(Task input)

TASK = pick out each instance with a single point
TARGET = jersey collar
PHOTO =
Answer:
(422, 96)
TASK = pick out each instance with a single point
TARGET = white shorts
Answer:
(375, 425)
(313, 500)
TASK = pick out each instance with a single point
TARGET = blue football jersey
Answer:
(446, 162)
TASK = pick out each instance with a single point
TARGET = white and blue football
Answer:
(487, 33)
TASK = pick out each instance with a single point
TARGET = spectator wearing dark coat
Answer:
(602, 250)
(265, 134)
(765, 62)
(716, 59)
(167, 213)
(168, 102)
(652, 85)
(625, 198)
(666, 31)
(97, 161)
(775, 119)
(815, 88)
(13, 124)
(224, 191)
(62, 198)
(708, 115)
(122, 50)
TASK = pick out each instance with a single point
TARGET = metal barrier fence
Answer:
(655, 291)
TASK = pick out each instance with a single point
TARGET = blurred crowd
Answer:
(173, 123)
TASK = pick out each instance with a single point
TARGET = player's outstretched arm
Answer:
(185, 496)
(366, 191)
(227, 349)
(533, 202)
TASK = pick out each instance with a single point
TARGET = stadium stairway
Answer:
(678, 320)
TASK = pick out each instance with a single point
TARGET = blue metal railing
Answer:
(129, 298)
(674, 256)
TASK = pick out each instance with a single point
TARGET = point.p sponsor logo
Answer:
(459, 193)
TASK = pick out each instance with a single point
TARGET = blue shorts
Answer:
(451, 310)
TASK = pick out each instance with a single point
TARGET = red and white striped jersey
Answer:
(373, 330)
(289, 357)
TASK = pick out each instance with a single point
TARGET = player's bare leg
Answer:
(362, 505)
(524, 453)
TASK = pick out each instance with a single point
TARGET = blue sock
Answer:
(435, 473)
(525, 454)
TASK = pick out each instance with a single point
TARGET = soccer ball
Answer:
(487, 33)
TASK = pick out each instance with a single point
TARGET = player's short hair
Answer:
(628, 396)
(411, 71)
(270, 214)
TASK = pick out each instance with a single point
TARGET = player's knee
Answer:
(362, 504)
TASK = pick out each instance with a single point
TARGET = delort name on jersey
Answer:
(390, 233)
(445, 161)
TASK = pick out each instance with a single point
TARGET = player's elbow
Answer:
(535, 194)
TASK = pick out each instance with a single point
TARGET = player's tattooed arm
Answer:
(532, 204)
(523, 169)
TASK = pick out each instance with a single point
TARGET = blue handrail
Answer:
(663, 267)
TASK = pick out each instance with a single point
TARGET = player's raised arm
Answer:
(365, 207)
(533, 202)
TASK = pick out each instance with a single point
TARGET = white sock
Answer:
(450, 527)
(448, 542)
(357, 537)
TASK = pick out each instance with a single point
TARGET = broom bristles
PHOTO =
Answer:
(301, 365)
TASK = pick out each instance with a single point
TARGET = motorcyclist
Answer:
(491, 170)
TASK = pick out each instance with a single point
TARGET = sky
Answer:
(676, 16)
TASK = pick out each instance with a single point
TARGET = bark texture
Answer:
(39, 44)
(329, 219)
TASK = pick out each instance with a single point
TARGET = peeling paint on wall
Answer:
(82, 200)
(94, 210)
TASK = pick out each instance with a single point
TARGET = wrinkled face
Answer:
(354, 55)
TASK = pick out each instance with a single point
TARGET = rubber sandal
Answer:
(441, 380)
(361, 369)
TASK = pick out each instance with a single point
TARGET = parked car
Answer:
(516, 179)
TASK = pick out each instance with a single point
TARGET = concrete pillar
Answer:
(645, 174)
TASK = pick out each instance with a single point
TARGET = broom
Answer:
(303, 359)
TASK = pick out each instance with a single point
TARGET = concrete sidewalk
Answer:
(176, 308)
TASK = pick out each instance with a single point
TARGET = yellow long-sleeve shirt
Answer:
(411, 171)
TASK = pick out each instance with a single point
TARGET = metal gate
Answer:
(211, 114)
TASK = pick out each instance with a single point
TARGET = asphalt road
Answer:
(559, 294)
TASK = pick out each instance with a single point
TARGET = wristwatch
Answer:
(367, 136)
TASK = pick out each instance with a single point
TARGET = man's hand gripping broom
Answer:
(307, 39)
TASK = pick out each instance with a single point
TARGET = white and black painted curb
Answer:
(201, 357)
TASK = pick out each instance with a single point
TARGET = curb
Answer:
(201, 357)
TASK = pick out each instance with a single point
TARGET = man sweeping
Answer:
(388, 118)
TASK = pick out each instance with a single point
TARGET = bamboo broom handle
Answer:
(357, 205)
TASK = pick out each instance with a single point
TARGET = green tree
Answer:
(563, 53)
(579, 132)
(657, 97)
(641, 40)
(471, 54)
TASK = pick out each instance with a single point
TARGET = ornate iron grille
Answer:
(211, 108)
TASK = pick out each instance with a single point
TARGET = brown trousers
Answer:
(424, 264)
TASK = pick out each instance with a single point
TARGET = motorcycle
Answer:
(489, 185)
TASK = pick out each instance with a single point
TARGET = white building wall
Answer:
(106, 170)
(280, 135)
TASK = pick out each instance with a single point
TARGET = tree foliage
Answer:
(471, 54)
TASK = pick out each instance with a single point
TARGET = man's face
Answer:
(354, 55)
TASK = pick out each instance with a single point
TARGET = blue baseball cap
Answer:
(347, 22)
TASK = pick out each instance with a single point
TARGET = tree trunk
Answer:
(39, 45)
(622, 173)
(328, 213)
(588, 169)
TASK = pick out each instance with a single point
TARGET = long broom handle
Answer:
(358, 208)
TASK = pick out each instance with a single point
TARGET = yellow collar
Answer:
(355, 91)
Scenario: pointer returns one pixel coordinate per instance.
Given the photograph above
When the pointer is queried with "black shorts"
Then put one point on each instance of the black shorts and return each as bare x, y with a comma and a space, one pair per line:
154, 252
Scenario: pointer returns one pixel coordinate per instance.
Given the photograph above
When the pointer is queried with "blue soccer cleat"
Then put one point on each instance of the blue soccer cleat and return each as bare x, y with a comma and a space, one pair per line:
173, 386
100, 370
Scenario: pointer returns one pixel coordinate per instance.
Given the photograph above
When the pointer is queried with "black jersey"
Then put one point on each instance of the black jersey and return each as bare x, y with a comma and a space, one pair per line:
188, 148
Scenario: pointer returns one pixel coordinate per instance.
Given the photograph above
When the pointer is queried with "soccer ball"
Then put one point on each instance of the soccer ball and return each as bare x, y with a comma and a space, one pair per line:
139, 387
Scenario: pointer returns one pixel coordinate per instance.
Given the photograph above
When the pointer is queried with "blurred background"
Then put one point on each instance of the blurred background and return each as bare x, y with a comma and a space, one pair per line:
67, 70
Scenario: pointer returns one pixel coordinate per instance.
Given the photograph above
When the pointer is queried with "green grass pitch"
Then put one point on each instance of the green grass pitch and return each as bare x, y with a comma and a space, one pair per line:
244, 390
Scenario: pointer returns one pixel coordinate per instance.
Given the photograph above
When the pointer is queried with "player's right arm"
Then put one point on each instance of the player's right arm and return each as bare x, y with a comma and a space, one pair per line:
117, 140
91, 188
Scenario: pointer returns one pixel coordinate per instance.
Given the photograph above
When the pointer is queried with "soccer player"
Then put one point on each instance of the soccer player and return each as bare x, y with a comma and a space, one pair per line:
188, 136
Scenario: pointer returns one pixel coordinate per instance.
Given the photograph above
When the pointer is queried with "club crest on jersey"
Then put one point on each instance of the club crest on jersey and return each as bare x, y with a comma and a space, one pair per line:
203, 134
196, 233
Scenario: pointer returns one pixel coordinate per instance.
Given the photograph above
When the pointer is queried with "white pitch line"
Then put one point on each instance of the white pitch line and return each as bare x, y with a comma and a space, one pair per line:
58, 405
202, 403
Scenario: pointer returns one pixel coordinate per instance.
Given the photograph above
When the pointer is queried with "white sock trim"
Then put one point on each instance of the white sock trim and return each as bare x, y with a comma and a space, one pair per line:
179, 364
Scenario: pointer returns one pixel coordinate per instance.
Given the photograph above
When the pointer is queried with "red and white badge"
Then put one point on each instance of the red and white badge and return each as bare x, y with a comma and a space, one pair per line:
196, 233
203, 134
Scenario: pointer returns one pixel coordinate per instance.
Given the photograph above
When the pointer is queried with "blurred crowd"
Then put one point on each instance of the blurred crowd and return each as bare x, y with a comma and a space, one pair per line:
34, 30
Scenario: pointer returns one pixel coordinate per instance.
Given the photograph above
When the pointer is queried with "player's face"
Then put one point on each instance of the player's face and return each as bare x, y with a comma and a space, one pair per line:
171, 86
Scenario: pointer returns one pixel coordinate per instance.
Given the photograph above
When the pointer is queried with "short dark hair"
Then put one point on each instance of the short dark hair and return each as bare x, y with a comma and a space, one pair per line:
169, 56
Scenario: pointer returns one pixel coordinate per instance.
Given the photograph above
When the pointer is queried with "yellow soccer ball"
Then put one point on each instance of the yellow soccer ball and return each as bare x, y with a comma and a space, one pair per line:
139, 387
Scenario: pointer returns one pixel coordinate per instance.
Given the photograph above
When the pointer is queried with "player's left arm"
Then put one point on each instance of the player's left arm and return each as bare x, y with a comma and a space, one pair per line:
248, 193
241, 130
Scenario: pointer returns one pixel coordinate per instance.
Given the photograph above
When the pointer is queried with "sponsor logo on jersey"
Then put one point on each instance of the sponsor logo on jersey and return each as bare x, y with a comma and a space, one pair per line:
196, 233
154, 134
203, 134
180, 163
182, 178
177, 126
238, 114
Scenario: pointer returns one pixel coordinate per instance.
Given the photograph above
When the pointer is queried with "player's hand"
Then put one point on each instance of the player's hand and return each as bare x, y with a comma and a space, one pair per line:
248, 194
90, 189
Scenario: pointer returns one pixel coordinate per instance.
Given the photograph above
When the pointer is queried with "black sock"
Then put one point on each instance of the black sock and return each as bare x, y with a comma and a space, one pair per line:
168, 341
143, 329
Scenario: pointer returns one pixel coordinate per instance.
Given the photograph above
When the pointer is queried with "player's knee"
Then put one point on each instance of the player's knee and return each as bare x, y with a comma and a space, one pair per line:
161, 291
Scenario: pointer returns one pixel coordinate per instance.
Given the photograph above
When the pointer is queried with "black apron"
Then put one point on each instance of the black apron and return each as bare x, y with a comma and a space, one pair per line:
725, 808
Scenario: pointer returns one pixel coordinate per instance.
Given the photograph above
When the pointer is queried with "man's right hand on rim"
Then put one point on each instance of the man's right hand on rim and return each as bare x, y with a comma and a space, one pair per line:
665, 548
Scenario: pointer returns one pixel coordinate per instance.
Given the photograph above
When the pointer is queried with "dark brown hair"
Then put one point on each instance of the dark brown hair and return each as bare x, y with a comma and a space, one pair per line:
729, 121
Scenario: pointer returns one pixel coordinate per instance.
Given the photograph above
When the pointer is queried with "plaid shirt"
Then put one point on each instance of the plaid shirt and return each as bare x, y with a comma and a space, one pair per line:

(End Task input)

Exercise brief -
Only a number is wanted here: how many lines of the records above include the string "football"?

Response to this task -
2